::: The records :::

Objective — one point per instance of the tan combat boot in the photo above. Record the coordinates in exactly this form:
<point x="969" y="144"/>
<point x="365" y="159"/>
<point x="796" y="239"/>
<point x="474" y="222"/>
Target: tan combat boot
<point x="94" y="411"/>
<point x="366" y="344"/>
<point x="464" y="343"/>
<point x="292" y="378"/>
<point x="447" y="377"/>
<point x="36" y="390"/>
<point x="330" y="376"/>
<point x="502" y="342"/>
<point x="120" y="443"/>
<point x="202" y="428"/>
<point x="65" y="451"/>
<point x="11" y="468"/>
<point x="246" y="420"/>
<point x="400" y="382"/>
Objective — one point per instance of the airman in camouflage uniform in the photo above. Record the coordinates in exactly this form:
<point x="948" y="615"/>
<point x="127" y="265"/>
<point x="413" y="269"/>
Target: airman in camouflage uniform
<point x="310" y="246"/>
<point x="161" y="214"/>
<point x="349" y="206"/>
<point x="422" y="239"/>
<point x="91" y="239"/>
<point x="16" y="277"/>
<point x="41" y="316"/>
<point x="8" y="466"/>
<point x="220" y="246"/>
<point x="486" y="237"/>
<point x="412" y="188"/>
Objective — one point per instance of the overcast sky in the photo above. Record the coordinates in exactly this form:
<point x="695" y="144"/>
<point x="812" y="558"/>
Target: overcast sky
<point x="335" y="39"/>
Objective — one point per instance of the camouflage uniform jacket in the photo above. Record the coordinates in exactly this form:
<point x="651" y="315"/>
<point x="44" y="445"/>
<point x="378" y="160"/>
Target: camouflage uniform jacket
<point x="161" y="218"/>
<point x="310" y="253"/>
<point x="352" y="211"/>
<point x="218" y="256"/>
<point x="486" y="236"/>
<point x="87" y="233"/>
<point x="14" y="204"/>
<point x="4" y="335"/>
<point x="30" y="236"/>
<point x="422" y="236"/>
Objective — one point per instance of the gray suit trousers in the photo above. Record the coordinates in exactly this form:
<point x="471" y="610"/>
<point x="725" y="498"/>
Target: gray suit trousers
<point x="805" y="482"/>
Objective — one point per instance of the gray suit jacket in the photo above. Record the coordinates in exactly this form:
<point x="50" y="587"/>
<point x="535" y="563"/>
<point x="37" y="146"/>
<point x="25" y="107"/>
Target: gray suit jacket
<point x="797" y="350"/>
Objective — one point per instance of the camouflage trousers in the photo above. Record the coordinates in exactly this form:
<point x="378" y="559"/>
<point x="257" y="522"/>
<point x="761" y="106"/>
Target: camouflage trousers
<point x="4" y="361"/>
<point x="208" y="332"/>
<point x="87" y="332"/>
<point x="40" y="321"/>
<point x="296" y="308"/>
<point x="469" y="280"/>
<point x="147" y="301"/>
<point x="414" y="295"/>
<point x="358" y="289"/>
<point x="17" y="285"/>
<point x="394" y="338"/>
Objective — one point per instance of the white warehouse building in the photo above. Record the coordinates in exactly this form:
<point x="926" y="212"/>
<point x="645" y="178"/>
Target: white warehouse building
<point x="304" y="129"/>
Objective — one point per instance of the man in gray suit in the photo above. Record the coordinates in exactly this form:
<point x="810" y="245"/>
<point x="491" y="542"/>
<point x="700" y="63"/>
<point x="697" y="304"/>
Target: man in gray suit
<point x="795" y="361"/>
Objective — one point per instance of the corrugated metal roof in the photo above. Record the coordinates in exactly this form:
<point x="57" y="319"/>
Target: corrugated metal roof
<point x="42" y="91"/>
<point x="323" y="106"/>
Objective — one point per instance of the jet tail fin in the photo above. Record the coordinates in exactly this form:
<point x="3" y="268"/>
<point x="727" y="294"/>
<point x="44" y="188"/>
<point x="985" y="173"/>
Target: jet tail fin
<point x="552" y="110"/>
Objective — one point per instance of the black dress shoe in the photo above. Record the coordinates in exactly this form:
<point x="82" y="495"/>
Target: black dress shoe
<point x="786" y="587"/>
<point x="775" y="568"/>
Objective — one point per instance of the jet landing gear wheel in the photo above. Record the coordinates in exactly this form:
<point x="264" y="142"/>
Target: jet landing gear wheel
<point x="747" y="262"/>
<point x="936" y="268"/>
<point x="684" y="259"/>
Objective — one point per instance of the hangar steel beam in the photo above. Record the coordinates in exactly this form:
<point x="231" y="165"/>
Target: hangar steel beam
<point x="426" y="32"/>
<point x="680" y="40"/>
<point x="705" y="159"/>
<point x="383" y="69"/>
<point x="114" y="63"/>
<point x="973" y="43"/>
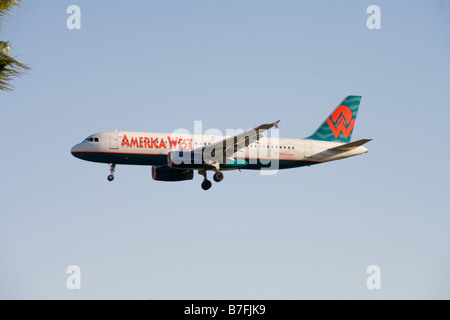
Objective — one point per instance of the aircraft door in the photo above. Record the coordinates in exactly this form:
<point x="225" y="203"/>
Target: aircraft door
<point x="308" y="149"/>
<point x="114" y="140"/>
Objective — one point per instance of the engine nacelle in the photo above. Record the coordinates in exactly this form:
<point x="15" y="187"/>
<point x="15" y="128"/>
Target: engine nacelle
<point x="162" y="173"/>
<point x="185" y="159"/>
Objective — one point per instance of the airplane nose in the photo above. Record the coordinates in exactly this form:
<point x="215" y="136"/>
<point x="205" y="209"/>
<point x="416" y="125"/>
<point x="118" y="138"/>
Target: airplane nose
<point x="75" y="149"/>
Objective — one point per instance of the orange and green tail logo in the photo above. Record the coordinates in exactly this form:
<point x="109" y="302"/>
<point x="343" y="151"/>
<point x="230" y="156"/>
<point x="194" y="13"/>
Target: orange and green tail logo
<point x="340" y="123"/>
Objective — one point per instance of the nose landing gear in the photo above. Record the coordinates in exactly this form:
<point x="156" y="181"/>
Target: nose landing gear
<point x="112" y="167"/>
<point x="206" y="184"/>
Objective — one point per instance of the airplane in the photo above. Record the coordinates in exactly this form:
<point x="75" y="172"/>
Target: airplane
<point x="175" y="157"/>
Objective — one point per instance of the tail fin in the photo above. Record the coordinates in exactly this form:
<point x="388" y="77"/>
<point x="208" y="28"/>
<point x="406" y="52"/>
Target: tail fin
<point x="338" y="126"/>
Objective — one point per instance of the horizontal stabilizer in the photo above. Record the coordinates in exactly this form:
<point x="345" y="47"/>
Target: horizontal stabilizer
<point x="350" y="146"/>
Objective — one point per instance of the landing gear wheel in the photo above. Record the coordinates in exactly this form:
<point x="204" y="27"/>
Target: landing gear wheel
<point x="206" y="184"/>
<point x="218" y="176"/>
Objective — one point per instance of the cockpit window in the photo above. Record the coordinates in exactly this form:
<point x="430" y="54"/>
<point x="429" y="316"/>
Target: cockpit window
<point x="91" y="139"/>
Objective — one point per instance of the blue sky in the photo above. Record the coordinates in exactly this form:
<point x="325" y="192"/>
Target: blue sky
<point x="161" y="65"/>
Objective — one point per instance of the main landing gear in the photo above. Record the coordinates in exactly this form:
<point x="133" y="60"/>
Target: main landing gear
<point x="206" y="184"/>
<point x="112" y="167"/>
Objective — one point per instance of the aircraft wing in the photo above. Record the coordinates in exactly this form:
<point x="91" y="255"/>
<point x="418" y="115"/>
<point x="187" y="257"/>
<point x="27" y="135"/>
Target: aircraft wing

:::

### Do this
Carry over every line from the one holding "Objective — one point per instance of the blue" through the end of the items, inclusive, adding 29 to each coordinate in the answers and leaving all other numbers unchanged.

### Answer for this exercise
Objective — one point per instance of the blue sky in the photo above. Record the coordinates in exactly this form:
<point x="325" y="192"/>
Target: blue sky
<point x="190" y="94"/>
Objective — one point per instance of the main landing gear in the photo above. Record the coordinates in exactly this form:
<point x="133" y="60"/>
Target: main landing gear
<point x="235" y="213"/>
<point x="141" y="196"/>
Objective — one point per instance of the aircraft wing in the photo above. Record the coordinates in exactly this form:
<point x="91" y="255"/>
<point x="418" y="115"/>
<point x="187" y="257"/>
<point x="27" y="135"/>
Target: aircraft wing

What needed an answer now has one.